Problem requirements: Begin at the first line below and copy each line exactly, ending with the line where "24V0H253L206 82L224 118L341" appears.

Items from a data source

------

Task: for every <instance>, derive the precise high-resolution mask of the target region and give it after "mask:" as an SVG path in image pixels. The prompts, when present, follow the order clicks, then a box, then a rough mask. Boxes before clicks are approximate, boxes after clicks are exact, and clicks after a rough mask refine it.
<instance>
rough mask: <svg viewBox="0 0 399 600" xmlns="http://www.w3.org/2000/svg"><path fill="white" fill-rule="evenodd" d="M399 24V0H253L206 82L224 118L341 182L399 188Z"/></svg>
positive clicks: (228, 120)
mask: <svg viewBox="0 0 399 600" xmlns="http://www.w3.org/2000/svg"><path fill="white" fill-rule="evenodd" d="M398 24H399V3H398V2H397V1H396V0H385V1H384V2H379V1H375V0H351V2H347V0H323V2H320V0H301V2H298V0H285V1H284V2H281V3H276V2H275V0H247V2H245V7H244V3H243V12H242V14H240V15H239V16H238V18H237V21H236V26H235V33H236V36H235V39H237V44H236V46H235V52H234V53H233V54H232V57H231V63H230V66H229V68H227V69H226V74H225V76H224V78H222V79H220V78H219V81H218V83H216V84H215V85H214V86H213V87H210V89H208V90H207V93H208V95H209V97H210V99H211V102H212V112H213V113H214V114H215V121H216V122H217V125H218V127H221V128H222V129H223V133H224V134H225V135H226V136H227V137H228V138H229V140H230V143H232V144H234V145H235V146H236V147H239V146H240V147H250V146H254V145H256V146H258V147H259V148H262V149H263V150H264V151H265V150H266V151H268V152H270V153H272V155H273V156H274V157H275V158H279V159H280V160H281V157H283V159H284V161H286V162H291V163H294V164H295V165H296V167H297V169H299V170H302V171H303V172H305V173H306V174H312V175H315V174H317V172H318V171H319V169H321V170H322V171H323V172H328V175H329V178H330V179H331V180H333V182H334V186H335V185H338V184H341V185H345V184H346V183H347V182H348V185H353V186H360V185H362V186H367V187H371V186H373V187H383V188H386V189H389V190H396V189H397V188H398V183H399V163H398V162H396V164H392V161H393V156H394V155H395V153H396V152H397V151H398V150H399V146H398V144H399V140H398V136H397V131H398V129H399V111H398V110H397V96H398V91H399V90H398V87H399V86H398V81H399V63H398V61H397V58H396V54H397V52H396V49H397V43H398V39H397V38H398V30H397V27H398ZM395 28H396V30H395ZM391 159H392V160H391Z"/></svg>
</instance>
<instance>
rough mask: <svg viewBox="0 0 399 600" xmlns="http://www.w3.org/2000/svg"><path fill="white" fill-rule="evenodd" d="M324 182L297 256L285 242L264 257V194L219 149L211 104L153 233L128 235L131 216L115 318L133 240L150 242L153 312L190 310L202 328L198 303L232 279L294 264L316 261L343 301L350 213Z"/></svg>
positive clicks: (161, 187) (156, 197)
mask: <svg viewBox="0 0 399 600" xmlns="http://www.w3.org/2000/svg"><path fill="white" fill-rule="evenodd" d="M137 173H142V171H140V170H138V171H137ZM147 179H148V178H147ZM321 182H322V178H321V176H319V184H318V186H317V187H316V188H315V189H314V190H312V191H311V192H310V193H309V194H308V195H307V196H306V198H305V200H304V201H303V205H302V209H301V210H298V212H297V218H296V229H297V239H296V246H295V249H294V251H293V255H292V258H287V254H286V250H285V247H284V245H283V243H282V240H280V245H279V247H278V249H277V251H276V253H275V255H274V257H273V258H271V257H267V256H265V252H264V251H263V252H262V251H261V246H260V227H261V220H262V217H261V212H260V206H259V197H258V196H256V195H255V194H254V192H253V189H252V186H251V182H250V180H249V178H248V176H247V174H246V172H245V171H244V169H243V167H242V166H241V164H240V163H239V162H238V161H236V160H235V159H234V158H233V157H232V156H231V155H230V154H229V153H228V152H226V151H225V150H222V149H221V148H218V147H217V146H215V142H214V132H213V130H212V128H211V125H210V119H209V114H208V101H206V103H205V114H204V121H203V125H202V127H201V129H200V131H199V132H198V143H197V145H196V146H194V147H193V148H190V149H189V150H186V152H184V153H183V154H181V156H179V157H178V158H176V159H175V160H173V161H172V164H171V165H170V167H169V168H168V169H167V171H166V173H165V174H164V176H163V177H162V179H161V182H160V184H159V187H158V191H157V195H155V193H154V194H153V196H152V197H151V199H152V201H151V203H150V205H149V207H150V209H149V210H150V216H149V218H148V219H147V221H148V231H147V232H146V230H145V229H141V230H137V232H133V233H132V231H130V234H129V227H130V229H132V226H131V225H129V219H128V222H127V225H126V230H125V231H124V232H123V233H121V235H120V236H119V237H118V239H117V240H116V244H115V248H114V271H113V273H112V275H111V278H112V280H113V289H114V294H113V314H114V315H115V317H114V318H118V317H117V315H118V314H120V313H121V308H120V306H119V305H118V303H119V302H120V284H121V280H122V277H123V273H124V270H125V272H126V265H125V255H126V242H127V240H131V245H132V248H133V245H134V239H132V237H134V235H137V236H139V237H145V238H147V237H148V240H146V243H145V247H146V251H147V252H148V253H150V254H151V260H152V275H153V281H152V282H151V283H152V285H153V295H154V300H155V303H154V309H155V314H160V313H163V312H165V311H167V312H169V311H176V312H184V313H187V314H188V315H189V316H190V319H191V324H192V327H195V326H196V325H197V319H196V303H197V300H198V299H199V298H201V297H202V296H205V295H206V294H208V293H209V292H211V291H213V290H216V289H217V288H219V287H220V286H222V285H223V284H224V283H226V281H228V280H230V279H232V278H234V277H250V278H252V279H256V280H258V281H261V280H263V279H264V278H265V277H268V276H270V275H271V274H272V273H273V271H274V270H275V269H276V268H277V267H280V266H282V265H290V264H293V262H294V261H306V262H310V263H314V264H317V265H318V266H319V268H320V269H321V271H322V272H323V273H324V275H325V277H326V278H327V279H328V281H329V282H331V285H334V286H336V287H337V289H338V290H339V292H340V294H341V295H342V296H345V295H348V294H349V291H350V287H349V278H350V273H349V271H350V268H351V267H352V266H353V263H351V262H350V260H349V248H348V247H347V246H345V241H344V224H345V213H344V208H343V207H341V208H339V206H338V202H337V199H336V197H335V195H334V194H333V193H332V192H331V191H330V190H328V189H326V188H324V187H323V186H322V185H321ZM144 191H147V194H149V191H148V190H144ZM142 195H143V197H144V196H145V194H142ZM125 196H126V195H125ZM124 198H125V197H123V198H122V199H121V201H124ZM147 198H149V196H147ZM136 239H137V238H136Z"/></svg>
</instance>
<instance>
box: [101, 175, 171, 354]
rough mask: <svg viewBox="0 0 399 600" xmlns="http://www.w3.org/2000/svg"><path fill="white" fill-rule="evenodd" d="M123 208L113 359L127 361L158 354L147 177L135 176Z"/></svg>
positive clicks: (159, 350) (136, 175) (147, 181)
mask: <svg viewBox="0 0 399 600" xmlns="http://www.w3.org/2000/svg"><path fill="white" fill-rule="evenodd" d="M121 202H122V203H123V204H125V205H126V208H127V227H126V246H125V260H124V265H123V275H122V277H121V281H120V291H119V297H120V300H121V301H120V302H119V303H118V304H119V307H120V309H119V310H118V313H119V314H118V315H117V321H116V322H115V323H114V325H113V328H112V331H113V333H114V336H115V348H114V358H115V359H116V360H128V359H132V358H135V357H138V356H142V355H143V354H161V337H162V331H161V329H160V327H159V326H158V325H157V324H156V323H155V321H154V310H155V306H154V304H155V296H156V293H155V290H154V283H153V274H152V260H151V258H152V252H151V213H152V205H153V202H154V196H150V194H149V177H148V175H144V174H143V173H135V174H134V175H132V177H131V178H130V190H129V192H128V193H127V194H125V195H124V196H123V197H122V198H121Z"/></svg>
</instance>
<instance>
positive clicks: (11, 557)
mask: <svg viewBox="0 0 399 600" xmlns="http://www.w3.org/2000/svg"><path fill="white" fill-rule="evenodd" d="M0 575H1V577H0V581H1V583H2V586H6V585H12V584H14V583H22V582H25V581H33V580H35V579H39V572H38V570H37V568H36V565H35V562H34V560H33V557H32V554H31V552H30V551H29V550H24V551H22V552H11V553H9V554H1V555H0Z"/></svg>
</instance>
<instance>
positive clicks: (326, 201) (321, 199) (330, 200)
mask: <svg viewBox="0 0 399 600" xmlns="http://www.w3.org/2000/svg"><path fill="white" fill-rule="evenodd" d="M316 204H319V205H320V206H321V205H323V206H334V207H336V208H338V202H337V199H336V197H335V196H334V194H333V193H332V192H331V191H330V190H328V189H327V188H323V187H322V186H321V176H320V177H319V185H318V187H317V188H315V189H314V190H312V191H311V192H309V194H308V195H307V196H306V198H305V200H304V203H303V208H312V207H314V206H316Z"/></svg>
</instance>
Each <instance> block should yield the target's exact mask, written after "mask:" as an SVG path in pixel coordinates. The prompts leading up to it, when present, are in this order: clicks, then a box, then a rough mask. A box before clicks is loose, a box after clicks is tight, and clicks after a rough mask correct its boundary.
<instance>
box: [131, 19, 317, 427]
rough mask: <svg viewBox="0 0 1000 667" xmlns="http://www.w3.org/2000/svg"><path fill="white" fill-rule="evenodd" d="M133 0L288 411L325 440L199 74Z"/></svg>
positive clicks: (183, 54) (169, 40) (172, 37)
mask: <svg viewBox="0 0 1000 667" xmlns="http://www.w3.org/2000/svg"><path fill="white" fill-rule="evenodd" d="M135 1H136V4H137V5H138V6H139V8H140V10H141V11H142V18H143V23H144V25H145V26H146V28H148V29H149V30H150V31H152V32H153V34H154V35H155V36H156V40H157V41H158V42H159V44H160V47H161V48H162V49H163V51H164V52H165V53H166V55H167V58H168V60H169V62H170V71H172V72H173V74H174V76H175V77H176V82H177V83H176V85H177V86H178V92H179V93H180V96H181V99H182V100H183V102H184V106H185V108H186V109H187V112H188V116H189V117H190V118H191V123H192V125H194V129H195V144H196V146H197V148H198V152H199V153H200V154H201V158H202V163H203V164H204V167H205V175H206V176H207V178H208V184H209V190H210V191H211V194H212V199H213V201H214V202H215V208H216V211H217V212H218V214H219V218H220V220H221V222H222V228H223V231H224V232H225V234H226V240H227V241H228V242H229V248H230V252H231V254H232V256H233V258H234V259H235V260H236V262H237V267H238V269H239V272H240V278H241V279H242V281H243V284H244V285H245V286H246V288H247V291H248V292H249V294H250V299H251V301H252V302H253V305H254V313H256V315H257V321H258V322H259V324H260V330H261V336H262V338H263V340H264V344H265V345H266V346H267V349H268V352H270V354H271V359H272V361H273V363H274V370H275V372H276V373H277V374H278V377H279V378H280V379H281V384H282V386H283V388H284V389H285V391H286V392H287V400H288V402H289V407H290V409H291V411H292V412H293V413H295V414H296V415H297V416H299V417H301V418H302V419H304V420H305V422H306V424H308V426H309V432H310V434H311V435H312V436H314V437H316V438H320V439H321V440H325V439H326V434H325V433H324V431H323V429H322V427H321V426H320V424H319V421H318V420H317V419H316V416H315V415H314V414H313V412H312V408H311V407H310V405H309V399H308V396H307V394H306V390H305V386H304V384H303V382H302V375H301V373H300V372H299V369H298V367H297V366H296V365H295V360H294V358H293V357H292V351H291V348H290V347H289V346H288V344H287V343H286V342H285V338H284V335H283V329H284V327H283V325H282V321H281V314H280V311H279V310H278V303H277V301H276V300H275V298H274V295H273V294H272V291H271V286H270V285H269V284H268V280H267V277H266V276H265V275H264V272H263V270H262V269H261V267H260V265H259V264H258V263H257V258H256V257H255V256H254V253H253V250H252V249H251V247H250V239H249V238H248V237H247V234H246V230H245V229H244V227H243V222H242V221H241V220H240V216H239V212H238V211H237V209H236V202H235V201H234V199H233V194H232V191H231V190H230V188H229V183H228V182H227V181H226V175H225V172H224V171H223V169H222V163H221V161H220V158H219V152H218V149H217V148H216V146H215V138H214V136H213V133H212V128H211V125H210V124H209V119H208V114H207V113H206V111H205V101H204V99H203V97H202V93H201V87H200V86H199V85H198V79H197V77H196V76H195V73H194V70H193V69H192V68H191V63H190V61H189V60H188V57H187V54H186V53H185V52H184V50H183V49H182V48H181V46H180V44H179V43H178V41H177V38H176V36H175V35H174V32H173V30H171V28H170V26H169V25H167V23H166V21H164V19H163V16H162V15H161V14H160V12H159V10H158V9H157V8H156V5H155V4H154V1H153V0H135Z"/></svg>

------

The answer:
Task: for every <instance>, derive the precise high-resolution mask of the target region and give it after "mask:" as an SVG path in image pixels. The prompts, when present, follow the order clicks, then a box, then a rough mask. Boxes before clicks are approximate, boxes after clicks are exact, and clicks after a rough mask refine it.
<instance>
rough mask: <svg viewBox="0 0 399 600" xmlns="http://www.w3.org/2000/svg"><path fill="white" fill-rule="evenodd" d="M399 24V0H253L206 82L224 118L341 182L399 188Z"/></svg>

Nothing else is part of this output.